• _Given records_
· · · · · · ·
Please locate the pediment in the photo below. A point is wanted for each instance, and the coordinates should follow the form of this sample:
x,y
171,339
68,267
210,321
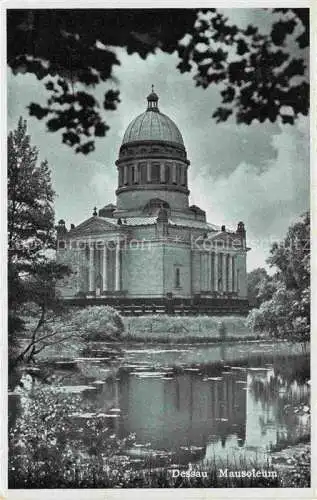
· · · · · · ·
• _Your objective_
Recast the data above as a JSON list of strings, one string per line, leaving out blank lines and the picture.

• _Result_
[
  "Please locate the pediment in the photo below. A point is wanted for each instance, and the coordinates should follow the form of this sample:",
  "x,y",
  "171,339",
  "68,267",
  "210,321"
]